* Start Document passage *

A Focus on Gratitude

As we finalised the proofs for this issue, the world seemed to be spinning out of control. Uncertainty in the US election, lockdowns across Europe – it felt like we didn’t know what was going to happen from one day to the next.

Amid all this, I tried to stop and just breath. To look out of the window and be grateful for the sunshine through the last of the orange leaves. To enjoy the sound of the cat snoring in his blissful sleep. To feel happy that the washing was drying on the line.

This has been the most extraordinary year, but I, like many, have found that in the midst of fear and anxiety, a focus on gratitude can help. Even with all the terrible sadness around us, if we stop and look closely enough, we can find small things to be grateful for, and those small things can keep us lifted through the day.

Elisabeth Pike found that writing poems helped her. She writes, on pages 32 and 33, “Looking for things to be thankful for each day opened up my eyes to see what was there all along.  And the things I wrote about weren’t extraordinary, they were the things of the everyday.”

We also asked our readers to share their grateful moments on Instagram, and I love the images and powerful words spoken from each person’s heart. Take a look on pages 30 and 31.

* End Document passage *
* Start Data *

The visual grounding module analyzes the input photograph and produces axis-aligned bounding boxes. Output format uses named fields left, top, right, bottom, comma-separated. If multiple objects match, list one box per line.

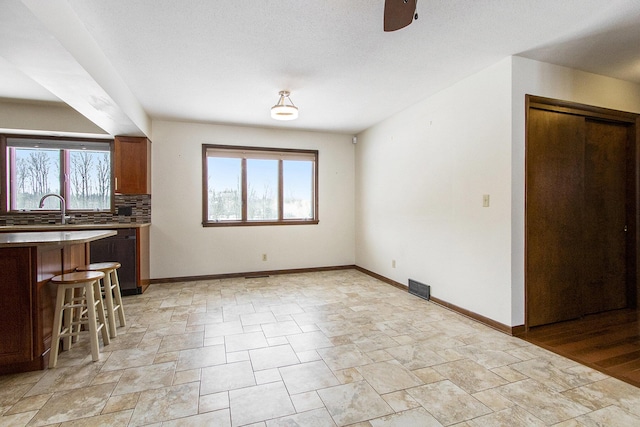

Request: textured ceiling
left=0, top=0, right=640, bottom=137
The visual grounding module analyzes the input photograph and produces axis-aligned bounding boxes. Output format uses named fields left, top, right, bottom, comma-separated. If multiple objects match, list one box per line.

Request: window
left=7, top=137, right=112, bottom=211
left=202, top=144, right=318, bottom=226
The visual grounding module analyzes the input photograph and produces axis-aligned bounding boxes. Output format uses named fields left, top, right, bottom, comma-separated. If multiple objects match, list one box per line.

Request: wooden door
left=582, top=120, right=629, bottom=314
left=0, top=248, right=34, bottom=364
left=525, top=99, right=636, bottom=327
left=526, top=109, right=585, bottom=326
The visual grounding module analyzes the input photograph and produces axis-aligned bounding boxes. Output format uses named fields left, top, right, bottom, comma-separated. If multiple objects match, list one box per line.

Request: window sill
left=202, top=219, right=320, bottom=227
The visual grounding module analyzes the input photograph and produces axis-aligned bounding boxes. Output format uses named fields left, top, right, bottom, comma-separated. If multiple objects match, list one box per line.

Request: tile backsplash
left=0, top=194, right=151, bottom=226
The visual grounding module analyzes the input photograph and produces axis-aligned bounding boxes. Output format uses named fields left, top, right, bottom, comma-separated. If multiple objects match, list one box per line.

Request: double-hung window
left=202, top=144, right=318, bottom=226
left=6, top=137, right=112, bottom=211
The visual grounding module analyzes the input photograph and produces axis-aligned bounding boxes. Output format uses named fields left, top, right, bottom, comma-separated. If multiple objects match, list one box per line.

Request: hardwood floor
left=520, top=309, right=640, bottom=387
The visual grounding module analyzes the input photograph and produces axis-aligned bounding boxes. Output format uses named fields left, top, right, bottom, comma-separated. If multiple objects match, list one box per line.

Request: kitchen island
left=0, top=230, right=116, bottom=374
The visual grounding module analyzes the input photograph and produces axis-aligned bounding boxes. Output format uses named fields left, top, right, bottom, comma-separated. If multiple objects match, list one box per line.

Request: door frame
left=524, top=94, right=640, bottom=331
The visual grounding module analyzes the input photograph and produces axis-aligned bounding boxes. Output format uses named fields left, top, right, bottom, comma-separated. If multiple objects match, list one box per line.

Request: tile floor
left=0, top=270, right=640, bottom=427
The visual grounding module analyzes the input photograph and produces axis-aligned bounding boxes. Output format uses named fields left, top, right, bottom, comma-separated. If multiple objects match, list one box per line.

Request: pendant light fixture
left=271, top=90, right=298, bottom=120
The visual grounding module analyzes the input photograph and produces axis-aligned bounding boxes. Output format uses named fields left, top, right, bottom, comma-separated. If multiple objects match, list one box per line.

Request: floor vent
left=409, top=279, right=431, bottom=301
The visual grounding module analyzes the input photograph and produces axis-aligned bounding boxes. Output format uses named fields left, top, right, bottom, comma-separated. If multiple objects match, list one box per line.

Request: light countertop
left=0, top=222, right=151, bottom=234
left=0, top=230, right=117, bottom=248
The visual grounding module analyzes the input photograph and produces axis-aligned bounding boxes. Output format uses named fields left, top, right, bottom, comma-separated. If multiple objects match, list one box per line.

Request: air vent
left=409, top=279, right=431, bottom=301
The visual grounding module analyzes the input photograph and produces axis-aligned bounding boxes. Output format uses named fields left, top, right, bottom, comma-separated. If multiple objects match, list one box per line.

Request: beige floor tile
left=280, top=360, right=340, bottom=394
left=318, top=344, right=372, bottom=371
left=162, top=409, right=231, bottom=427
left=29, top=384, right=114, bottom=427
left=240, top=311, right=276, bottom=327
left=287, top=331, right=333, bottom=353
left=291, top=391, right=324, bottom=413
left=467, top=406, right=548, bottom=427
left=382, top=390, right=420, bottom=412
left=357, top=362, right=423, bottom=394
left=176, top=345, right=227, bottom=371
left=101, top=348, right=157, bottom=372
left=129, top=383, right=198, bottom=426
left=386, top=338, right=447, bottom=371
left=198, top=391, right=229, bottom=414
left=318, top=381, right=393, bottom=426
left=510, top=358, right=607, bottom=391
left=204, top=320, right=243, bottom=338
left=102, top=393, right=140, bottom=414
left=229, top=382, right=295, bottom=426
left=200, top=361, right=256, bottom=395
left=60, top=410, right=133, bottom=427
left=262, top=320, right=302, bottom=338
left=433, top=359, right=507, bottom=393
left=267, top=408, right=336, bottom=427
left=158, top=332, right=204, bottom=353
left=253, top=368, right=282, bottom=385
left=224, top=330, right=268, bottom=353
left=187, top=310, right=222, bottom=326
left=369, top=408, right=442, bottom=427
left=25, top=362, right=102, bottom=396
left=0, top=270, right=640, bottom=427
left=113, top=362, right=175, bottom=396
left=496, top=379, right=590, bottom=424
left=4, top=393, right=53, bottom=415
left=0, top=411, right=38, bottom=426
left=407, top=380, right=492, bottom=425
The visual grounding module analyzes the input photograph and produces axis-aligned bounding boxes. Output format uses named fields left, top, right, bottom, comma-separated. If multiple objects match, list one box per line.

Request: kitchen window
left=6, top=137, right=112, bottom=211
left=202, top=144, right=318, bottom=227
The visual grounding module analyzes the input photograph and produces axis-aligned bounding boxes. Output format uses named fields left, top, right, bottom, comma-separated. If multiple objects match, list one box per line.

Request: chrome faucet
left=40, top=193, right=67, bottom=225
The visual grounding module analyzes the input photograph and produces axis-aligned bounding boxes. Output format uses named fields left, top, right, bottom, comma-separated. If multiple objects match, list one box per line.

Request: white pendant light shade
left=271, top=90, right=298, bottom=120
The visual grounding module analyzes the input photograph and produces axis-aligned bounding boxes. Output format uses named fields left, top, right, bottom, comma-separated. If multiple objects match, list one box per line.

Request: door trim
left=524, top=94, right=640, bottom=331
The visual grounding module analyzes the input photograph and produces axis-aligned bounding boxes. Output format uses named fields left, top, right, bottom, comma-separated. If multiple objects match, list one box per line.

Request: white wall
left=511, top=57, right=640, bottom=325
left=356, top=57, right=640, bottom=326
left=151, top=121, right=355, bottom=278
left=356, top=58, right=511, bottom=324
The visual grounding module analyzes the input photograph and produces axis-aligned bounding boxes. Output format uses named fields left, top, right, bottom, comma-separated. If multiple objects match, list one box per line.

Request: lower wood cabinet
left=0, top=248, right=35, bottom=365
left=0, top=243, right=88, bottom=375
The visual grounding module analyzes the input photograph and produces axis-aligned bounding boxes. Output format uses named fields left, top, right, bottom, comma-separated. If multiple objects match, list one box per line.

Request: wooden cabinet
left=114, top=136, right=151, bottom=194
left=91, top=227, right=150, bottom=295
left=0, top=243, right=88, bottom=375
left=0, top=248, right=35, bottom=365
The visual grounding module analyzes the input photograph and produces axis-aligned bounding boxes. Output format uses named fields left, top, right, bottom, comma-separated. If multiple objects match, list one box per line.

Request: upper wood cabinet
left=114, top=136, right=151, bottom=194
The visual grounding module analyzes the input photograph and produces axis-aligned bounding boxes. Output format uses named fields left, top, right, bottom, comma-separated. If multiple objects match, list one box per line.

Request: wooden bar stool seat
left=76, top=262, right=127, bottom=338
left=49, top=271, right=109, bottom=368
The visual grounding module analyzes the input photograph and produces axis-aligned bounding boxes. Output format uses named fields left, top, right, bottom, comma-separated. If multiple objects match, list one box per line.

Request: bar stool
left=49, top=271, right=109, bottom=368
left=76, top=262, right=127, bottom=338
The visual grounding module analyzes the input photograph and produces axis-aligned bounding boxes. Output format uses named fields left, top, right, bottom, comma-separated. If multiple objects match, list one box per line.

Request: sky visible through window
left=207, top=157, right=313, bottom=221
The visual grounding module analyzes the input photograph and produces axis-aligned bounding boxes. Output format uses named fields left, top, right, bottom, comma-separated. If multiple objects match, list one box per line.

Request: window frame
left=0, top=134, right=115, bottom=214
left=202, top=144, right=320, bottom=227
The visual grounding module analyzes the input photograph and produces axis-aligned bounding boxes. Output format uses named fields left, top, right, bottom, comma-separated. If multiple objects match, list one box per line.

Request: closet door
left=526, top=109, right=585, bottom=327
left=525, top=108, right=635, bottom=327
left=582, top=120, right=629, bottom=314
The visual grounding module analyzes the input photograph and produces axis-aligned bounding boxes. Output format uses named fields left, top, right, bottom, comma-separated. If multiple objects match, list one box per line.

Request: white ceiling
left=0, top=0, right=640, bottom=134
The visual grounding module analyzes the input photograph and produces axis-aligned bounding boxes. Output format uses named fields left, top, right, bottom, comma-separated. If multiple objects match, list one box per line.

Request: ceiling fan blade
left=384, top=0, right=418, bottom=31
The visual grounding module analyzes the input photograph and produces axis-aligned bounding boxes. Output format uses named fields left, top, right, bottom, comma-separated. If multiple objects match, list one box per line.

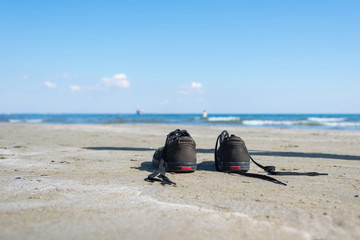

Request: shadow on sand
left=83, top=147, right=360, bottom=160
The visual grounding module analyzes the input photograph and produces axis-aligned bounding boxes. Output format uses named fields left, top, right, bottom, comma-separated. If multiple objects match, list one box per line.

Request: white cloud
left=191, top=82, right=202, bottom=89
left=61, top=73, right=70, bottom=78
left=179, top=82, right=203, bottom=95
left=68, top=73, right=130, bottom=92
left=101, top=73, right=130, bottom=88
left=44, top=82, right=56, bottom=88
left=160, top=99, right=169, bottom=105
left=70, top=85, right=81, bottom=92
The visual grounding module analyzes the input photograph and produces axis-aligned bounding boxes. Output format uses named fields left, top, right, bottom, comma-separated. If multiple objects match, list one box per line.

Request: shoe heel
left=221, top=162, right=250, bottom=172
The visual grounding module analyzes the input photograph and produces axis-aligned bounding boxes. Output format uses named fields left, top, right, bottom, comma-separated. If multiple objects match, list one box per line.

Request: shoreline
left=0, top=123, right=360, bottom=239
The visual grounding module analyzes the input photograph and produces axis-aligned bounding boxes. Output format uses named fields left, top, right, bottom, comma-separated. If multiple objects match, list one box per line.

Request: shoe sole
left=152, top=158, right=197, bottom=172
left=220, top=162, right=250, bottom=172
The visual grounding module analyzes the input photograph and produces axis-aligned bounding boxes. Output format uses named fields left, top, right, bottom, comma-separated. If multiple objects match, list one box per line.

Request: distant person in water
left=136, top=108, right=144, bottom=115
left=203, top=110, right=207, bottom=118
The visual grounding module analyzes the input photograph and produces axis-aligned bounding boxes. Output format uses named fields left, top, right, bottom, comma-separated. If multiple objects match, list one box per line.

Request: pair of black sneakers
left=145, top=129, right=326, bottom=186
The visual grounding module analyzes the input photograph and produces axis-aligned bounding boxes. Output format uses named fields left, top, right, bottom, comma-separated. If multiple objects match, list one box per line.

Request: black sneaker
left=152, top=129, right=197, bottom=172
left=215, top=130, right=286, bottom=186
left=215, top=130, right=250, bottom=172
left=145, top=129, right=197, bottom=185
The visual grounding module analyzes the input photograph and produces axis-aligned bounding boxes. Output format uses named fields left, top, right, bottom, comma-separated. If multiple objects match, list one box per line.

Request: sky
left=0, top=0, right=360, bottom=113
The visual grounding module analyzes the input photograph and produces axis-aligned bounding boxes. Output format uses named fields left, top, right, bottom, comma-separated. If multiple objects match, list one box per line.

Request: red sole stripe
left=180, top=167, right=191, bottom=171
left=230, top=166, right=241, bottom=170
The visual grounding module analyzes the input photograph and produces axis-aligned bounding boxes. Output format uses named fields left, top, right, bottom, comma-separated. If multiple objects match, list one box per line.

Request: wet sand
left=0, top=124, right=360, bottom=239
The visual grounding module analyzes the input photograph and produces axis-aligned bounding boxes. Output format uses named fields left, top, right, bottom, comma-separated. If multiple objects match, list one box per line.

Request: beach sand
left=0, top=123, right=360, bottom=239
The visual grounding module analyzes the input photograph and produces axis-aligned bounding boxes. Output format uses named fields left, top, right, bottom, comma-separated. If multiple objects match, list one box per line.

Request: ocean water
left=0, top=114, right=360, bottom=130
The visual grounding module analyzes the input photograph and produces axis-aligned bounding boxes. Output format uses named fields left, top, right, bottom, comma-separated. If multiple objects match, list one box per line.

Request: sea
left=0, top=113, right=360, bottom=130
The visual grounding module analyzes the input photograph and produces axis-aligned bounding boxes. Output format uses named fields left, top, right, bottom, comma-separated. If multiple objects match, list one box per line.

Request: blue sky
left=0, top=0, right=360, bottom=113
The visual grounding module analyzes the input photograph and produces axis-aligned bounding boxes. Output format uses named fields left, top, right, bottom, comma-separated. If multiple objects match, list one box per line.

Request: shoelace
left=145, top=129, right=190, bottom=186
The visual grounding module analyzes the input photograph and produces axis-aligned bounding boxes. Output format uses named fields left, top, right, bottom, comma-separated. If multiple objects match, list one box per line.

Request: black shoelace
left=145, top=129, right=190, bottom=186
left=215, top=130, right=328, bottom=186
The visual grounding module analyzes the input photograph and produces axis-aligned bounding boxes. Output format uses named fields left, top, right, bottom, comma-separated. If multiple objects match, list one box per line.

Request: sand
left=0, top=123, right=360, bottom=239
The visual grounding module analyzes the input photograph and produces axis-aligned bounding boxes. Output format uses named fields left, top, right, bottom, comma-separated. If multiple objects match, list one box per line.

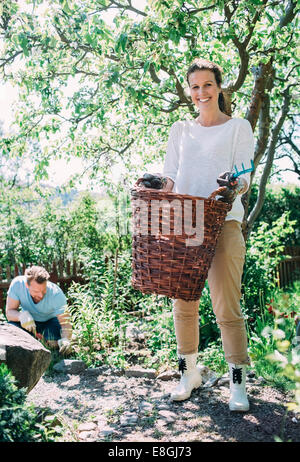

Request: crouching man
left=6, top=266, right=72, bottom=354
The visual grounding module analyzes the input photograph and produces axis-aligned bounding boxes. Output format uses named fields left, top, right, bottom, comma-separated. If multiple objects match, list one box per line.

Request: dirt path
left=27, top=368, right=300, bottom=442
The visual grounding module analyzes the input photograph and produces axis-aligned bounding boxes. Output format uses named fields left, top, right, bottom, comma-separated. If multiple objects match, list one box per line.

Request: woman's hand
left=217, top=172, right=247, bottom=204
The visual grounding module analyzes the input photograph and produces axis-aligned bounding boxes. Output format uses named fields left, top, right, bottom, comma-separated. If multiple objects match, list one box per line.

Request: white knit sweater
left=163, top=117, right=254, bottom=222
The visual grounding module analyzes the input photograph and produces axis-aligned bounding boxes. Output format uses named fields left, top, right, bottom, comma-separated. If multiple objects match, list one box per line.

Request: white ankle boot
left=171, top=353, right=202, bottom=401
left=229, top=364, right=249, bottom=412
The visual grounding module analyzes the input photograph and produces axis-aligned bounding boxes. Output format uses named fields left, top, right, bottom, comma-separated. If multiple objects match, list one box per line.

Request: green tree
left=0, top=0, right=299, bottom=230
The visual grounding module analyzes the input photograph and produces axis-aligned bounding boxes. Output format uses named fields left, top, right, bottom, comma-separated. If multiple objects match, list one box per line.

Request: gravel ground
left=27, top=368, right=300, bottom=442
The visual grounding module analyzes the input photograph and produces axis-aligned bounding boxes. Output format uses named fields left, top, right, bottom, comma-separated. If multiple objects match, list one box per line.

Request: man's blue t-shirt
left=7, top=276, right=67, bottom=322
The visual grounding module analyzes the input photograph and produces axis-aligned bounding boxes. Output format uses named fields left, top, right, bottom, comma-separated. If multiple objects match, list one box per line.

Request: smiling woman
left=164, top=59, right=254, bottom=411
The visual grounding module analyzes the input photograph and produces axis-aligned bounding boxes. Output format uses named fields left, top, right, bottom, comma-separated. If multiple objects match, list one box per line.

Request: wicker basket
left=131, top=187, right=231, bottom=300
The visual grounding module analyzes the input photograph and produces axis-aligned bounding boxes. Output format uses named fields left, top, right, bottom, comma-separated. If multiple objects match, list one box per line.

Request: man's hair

* End Data *

* **Problem description**
Rewrite the stretch from "This has been" through "pages 30 and 31." in the gratitude piece above, substituting "little things" for "small things".

* **Final result**
This has been the most extraordinary year, but I, like many, have found that in the midst of fear and anxiety, a focus on gratitude can help. Even with all the terrible sadness around us, if we stop and look closely enough, we can find little things to be grateful for, and those little things can keep us lifted through the day.

Elisabeth Pike found that writing poems helped her. She writes, on pages 32 and 33, “Looking for things to be thankful for each day opened up my eyes to see what was there all along.  And the things I wrote about weren’t extraordinary, they were the things of the everyday.”

We also asked our readers to share their grateful moments on Instagram, and I love the images and powerful words spoken from each person’s heart. Take a look on pages 30 and 31.